======== Information shown
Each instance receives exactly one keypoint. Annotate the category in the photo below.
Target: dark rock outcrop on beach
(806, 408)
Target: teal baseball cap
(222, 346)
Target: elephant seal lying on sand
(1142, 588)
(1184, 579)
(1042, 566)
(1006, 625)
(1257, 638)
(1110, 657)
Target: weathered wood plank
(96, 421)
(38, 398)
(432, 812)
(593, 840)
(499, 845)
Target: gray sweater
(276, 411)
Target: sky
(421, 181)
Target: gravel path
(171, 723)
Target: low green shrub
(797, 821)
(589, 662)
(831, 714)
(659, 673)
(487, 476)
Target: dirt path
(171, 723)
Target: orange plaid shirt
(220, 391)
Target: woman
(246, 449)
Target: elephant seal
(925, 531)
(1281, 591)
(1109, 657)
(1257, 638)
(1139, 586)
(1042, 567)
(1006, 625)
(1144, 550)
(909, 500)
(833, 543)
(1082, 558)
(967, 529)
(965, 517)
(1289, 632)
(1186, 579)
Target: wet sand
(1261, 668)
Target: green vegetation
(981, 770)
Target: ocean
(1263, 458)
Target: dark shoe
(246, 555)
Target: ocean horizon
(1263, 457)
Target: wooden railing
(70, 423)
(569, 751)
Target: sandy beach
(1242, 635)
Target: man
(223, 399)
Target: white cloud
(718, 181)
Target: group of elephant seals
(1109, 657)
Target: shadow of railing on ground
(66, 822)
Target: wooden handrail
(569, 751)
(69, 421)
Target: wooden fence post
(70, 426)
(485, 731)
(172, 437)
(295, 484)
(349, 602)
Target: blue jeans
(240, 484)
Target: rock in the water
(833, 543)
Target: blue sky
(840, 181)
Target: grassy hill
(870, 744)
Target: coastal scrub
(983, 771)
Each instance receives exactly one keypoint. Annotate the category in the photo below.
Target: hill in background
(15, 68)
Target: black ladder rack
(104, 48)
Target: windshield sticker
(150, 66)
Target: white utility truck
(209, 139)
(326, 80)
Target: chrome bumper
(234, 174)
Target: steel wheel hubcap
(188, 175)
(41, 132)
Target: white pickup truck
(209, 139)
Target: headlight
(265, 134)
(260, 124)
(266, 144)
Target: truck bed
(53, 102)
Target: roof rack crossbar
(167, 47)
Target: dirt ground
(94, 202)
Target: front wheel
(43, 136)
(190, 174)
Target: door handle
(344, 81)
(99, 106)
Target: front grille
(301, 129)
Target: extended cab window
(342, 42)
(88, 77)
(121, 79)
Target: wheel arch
================
### Task to carry out
The output should restate the data exactly, with no line missing.

### Output of the task
Each instance receives exactly one keypoint. Annotate the category in the photo below.
Target: dark rock outcrop on beach
(806, 408)
Target: teal baseball cap
(222, 346)
Target: elephant seal lying on sand
(1142, 588)
(1184, 579)
(1042, 566)
(1006, 625)
(1257, 638)
(1110, 657)
Target: weathered wood plank
(96, 421)
(38, 398)
(432, 812)
(593, 840)
(499, 845)
Target: gray sweater
(276, 411)
Target: sky
(421, 181)
Target: gravel path
(171, 723)
Target: low green shrub
(797, 821)
(589, 662)
(831, 714)
(659, 673)
(487, 476)
Target: dirt path
(171, 723)
Target: orange plaid shirt
(220, 391)
Target: woman
(246, 449)
Target: elephant seal
(925, 531)
(1281, 591)
(1109, 657)
(1257, 638)
(1139, 586)
(1042, 567)
(1006, 625)
(1144, 550)
(909, 500)
(833, 543)
(1082, 558)
(967, 529)
(965, 517)
(1289, 632)
(1186, 579)
Target: wet sand
(1261, 668)
Target: green vegetation
(981, 770)
Target: ocean
(1263, 458)
Target: dark shoe
(246, 555)
Target: ocean horizon
(1263, 457)
Target: wooden railing
(70, 423)
(569, 751)
Target: sandy beach
(1242, 635)
Target: man
(223, 399)
Target: white cloud
(718, 181)
Target: group of elephant seals
(1109, 657)
Target: shadow of railing on ground
(66, 822)
Target: wooden handrail
(569, 751)
(69, 421)
Target: wooden fence post
(70, 426)
(485, 731)
(172, 437)
(295, 484)
(349, 602)
Target: blue jeans
(240, 484)
Target: rock in the water
(833, 543)
Target: blue sky
(840, 181)
Target: grassy hill
(870, 744)
Target: coastal scrub
(983, 771)
Each instance receives exactly one keypoint. Annotate the category in the photo below.
Target: hill in background
(15, 68)
Target: black ladder rack
(104, 48)
Target: windshield sticker
(150, 66)
Target: white utility truck
(209, 139)
(326, 80)
Target: chrome bumper
(234, 174)
Target: steel wheel hubcap
(188, 175)
(41, 132)
Target: white pickup truck
(209, 139)
Target: headlight
(265, 134)
(260, 124)
(266, 144)
Target: truck bed
(53, 102)
Target: roof rack crossbar
(167, 47)
Target: dirt ground
(94, 202)
Target: front wheel
(43, 136)
(190, 174)
Target: door handle
(344, 81)
(99, 106)
Target: front grille
(301, 129)
Target: extended cab window
(342, 42)
(88, 77)
(121, 79)
Target: wheel arch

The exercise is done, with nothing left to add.